WHAT YOU NEED TO DO: Could you rewrite the text of all the items below as a JSON list of strings, with one string per line and blank lines omitted? Leave the pictures out.

EXERCISE INPUT:
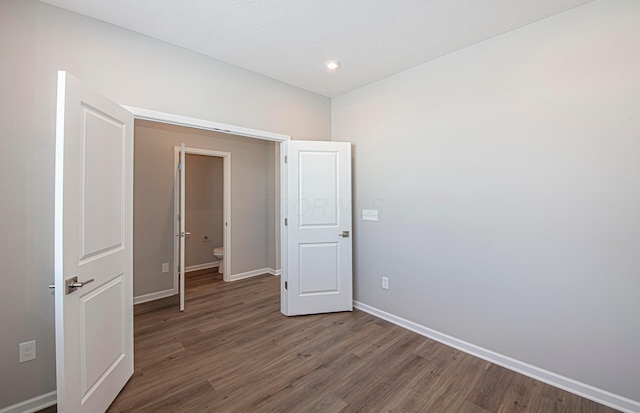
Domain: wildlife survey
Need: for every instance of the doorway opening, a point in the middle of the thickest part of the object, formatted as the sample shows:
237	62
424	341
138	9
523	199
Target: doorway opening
204	204
251	206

ANSWER:
[
  "Domain: wildlife survey",
  "Need: for every instance of the doorway opening, a point in the middle of the thickest part of the object, formatted as the sample shows:",
  "237\t62",
  "424\t341",
  "138\t9",
  "523\t199",
  "Target: doorway opening",
  "204\t204",
  "251\t206"
]